_Problem_.
Could you repeat these records with "sample layout" swapped for "reference layout" throughout, leaving everything else unchanged?

______________________________

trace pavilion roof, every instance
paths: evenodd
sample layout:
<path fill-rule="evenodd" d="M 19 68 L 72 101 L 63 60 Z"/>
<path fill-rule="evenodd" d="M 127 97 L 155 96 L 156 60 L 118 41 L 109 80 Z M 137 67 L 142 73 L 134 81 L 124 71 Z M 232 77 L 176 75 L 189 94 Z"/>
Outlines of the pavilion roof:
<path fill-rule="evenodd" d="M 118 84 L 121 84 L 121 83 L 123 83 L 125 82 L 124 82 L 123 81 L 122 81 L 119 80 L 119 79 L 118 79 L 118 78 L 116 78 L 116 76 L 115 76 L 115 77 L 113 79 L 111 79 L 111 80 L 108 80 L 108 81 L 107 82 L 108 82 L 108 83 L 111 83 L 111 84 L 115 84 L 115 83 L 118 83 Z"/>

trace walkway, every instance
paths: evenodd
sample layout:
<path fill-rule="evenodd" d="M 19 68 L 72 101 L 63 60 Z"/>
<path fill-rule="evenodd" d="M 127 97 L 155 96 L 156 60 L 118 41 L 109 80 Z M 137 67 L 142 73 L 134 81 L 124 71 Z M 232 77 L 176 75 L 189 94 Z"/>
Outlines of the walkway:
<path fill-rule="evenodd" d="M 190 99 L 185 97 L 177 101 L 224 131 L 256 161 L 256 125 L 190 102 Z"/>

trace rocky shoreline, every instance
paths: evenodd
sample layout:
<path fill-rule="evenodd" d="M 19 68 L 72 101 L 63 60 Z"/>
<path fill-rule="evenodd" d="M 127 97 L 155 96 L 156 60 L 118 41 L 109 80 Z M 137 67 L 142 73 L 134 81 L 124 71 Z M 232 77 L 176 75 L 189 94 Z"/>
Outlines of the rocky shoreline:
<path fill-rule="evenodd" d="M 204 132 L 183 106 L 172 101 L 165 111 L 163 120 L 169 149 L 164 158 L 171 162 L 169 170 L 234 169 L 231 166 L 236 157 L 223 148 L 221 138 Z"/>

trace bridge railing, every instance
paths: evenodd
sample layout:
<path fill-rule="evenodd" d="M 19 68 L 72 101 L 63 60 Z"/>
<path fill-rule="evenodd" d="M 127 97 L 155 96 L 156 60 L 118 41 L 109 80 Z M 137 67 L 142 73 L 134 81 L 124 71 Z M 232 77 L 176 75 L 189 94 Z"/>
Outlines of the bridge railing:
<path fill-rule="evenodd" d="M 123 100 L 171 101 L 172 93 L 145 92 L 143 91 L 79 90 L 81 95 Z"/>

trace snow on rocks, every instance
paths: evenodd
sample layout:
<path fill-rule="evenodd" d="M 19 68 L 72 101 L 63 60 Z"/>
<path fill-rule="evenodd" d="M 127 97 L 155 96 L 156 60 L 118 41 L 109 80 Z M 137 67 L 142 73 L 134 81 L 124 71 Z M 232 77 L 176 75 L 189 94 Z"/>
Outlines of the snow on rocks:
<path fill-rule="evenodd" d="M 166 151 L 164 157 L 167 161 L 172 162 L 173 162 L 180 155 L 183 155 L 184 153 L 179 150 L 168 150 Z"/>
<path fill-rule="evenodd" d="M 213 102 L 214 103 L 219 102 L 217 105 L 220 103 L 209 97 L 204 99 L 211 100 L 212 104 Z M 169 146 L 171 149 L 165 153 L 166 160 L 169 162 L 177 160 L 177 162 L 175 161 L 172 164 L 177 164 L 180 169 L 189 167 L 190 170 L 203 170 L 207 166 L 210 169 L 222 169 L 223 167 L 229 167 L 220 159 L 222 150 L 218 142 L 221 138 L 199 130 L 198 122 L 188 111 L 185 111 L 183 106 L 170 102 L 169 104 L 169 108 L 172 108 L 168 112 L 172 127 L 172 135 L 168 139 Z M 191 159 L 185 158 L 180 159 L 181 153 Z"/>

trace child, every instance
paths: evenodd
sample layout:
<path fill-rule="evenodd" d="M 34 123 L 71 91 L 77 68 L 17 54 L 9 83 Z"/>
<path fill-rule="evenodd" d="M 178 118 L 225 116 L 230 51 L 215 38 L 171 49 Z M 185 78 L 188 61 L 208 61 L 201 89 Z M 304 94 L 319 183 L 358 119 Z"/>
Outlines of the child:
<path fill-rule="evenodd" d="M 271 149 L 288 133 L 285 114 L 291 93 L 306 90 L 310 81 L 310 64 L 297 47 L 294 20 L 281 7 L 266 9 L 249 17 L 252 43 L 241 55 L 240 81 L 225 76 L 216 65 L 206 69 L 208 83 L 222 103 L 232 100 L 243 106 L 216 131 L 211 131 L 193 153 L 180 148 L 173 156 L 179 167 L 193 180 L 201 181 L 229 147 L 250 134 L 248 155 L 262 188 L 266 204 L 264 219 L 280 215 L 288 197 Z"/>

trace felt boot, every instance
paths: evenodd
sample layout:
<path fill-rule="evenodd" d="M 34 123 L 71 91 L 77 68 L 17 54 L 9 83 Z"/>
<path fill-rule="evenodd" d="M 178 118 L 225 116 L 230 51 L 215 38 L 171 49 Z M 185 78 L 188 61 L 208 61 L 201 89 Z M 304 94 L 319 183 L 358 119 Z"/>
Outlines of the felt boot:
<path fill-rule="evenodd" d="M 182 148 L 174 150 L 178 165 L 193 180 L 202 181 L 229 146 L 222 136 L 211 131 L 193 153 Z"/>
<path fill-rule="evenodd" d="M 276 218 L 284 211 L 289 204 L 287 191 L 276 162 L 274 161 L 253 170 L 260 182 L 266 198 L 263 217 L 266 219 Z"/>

______________________________

_Expected output_.
trace pavilion roof, every instance
paths: evenodd
reference layout:
<path fill-rule="evenodd" d="M 19 68 L 72 101 L 63 60 Z"/>
<path fill-rule="evenodd" d="M 127 97 L 155 96 L 156 60 L 118 41 L 109 80 Z M 137 67 L 142 73 L 134 81 L 124 71 Z M 232 77 L 176 75 L 189 94 Z"/>
Outlines of the pavilion roof:
<path fill-rule="evenodd" d="M 118 84 L 121 84 L 121 83 L 123 83 L 125 82 L 124 82 L 123 81 L 122 81 L 119 80 L 119 79 L 118 79 L 118 78 L 116 78 L 116 76 L 115 76 L 115 77 L 113 79 L 111 79 L 111 80 L 108 80 L 108 81 L 107 82 L 108 82 L 108 83 L 111 83 L 111 84 L 115 84 L 115 83 L 118 83 Z"/>

trace walkway, every instance
paths: evenodd
reference layout:
<path fill-rule="evenodd" d="M 19 68 L 72 101 L 63 60 Z"/>
<path fill-rule="evenodd" d="M 127 97 L 155 96 L 156 60 L 118 41 L 109 80 Z M 137 67 L 142 73 L 134 81 L 124 71 Z M 232 77 L 176 75 L 189 94 Z"/>
Outlines of the walkway:
<path fill-rule="evenodd" d="M 190 99 L 185 97 L 177 101 L 224 131 L 256 161 L 256 125 L 190 102 Z"/>

trace rocky shoreline, every instance
paths: evenodd
reference layout:
<path fill-rule="evenodd" d="M 19 68 L 72 101 L 63 60 Z"/>
<path fill-rule="evenodd" d="M 127 97 L 155 96 L 156 60 L 118 41 L 109 80 Z M 137 67 L 142 73 L 134 81 L 124 71 Z M 232 77 L 176 75 L 189 94 Z"/>
Outlines of the rocky shoreline:
<path fill-rule="evenodd" d="M 204 132 L 183 106 L 172 101 L 165 111 L 163 120 L 169 149 L 164 158 L 171 162 L 169 170 L 234 169 L 231 166 L 236 157 L 223 148 L 221 138 Z"/>

trace bridge railing, every instance
paths: evenodd
reference layout:
<path fill-rule="evenodd" d="M 19 68 L 72 101 L 63 60 Z"/>
<path fill-rule="evenodd" d="M 127 97 L 155 96 L 156 60 L 118 41 L 109 80 Z M 137 67 L 142 73 L 134 81 L 124 71 Z M 232 77 L 176 75 L 189 94 Z"/>
Outlines of the bridge railing:
<path fill-rule="evenodd" d="M 123 100 L 171 101 L 172 93 L 145 92 L 143 91 L 79 90 L 81 95 Z"/>

trace snow on rocks, every instance
paths: evenodd
reference layout:
<path fill-rule="evenodd" d="M 19 68 L 72 101 L 63 60 Z"/>
<path fill-rule="evenodd" d="M 127 97 L 155 96 L 156 60 L 118 41 L 109 80 Z M 137 67 L 142 73 L 134 81 L 124 71 Z M 232 77 L 176 75 L 189 94 Z"/>
Outlines of the snow on rocks:
<path fill-rule="evenodd" d="M 166 151 L 164 157 L 167 161 L 172 162 L 173 162 L 180 155 L 183 155 L 184 153 L 179 150 L 168 150 Z"/>
<path fill-rule="evenodd" d="M 213 102 L 214 103 L 219 102 L 217 105 L 220 103 L 209 97 L 204 99 L 211 100 L 212 104 Z M 169 146 L 171 149 L 165 153 L 166 160 L 169 162 L 177 160 L 177 162 L 175 161 L 172 164 L 177 164 L 180 169 L 189 167 L 190 170 L 203 170 L 207 166 L 210 169 L 222 169 L 223 167 L 229 167 L 220 159 L 222 150 L 218 142 L 221 138 L 199 130 L 198 122 L 188 111 L 185 111 L 183 106 L 170 102 L 169 104 L 169 108 L 172 108 L 168 112 L 172 127 L 172 135 L 168 139 Z M 191 159 L 185 158 L 180 159 L 181 153 Z"/>

trace child, every instance
paths: evenodd
reference layout:
<path fill-rule="evenodd" d="M 34 123 L 71 91 L 77 68 L 17 54 L 9 83 Z"/>
<path fill-rule="evenodd" d="M 178 118 L 225 116 L 230 51 L 215 38 L 171 49 Z M 185 78 L 188 61 L 208 61 L 201 89 Z M 304 94 L 319 183 L 358 119 Z"/>
Outlines of the child:
<path fill-rule="evenodd" d="M 271 149 L 288 133 L 285 114 L 291 93 L 306 90 L 310 81 L 310 64 L 297 47 L 294 20 L 281 7 L 266 9 L 249 17 L 252 43 L 241 55 L 240 81 L 225 76 L 216 65 L 206 69 L 208 83 L 222 103 L 232 100 L 243 106 L 216 131 L 211 131 L 193 153 L 180 148 L 173 156 L 179 167 L 193 180 L 201 181 L 229 147 L 250 134 L 248 155 L 262 188 L 266 204 L 264 219 L 280 215 L 288 197 Z"/>

trace felt boot, every instance
paths: evenodd
reference layout:
<path fill-rule="evenodd" d="M 34 123 L 71 91 L 77 68 L 17 54 L 9 83 Z"/>
<path fill-rule="evenodd" d="M 178 118 L 225 116 L 230 51 L 215 38 L 171 49 Z M 185 78 L 188 61 L 208 61 L 201 89 Z M 304 94 L 319 183 L 358 119 Z"/>
Outlines of the felt boot:
<path fill-rule="evenodd" d="M 182 148 L 174 150 L 178 165 L 193 180 L 202 181 L 229 146 L 222 136 L 211 131 L 193 153 Z"/>
<path fill-rule="evenodd" d="M 276 218 L 284 211 L 289 204 L 287 191 L 276 162 L 274 161 L 253 170 L 260 182 L 266 198 L 263 217 L 266 219 Z"/>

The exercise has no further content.